## EXERCISE OBJECTIVE
Reproduce every line of the entries below from the line containing "Mark the lake" down to the line containing "point(233, 666)", including both of those lines. Offset each coordinate in the answer points by adding -18 to it, and leave all other text unchanged.

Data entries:

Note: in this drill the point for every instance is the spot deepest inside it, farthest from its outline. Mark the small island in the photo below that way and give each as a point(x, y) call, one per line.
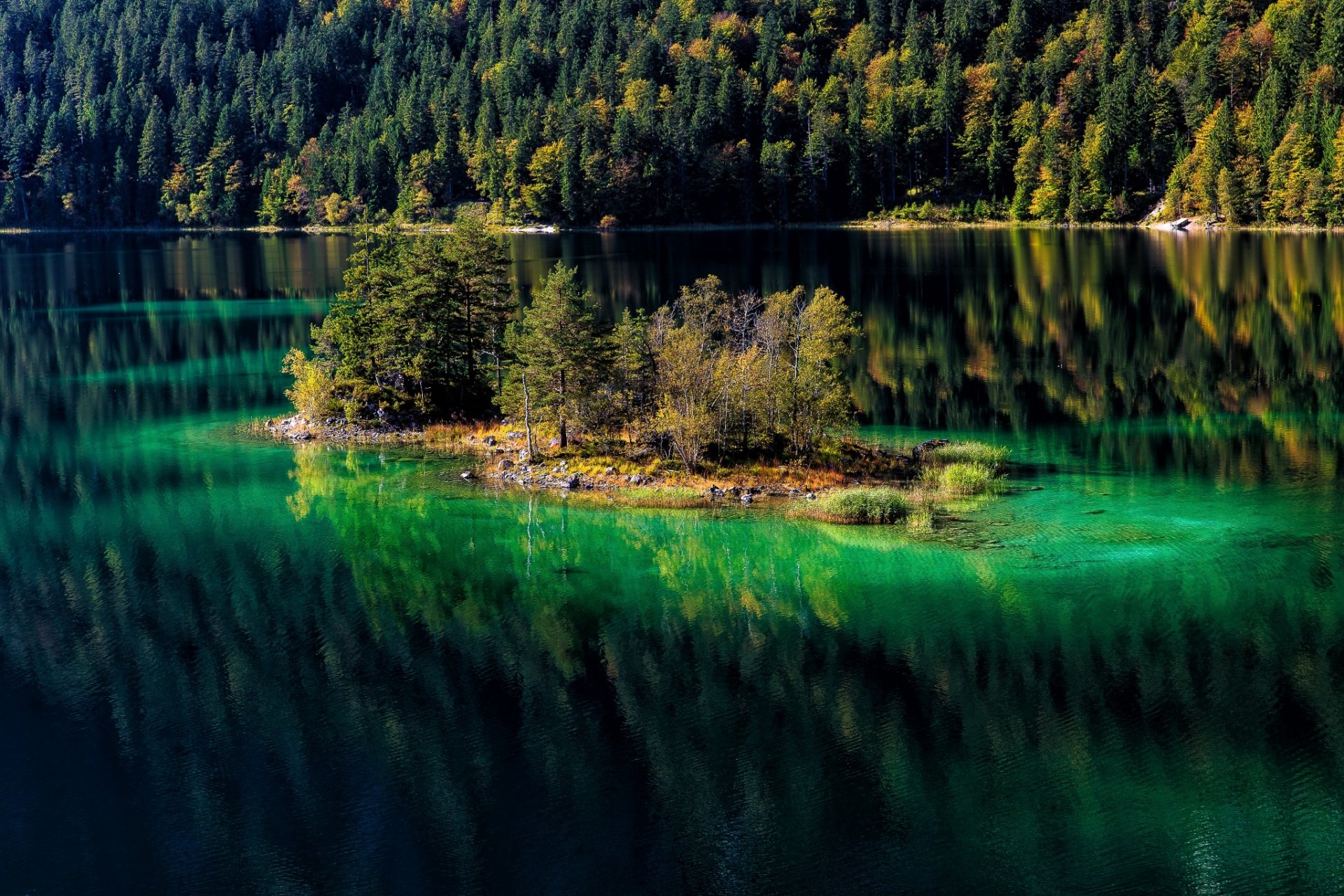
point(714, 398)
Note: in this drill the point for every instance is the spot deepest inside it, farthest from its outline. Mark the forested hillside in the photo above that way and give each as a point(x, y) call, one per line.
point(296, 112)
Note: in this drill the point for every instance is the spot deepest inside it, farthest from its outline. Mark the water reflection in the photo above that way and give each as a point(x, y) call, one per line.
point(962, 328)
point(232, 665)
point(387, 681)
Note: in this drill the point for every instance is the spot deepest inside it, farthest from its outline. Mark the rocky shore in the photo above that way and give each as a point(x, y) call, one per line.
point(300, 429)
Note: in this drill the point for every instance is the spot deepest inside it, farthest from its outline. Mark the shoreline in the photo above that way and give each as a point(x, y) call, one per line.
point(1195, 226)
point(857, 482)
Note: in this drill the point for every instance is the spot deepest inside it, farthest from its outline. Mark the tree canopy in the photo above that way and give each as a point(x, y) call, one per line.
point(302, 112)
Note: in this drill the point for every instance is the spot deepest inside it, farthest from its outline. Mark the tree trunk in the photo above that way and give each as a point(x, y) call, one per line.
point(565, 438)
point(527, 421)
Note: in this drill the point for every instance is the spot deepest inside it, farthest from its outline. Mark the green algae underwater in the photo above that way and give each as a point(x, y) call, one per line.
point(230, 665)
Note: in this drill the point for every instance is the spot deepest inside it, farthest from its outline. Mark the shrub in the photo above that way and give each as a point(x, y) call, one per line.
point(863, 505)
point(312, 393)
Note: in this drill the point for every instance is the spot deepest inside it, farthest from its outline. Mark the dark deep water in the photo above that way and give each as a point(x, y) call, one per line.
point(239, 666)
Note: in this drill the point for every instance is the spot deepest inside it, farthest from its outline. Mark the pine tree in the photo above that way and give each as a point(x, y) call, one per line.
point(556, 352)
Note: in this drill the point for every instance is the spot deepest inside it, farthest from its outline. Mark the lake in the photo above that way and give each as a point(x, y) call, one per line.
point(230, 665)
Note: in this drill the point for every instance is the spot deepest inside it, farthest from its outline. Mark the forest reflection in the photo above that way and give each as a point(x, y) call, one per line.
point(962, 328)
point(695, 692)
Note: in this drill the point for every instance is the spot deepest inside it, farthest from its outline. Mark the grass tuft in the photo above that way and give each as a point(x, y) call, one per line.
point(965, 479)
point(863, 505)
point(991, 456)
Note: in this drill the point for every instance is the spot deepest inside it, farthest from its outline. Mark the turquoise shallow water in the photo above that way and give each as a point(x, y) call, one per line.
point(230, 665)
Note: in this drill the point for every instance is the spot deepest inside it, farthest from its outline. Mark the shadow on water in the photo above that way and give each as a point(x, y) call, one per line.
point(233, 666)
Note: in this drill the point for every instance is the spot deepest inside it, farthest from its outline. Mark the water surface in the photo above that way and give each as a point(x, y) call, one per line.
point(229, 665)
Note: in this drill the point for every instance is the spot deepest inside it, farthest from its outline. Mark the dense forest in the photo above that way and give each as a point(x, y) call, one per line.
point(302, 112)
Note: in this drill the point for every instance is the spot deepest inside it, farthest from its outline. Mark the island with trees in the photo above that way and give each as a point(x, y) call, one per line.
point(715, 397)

## ANSWER TO THIS TASK
Note: in this drill the point for every instance is the spot deepest inside it, farthest from its outline. Mark the lake in the photo above that way and give each as a point(x, y) call, one per line.
point(212, 647)
Note: in this drill the point for every instance is the spot deepest inside it, farthest from its outline. Mark the forest reflection in the photo above that way and give each as a point(x, y) call, one per line.
point(944, 310)
point(677, 674)
Note: in this drill the point for every instance is the spot deepest inside it, farthest from its outline. Mark the grass tuft in the photo above that way and give each as a point(x, y) call, one per line.
point(947, 461)
point(845, 487)
point(973, 438)
Note: in this drill the point for every instance is the spot deepest inside it, farthest from its outline. Mark the turquoise shallow water in the photo above that way and give each as a point(x, y) call, one per line.
point(212, 647)
Note: in this drill the point for every instance is the spot deepest inside it, farthest from its outline. Mark the shadow on water in the photo above that way and give each as a point(x, y) call, one per line.
point(215, 648)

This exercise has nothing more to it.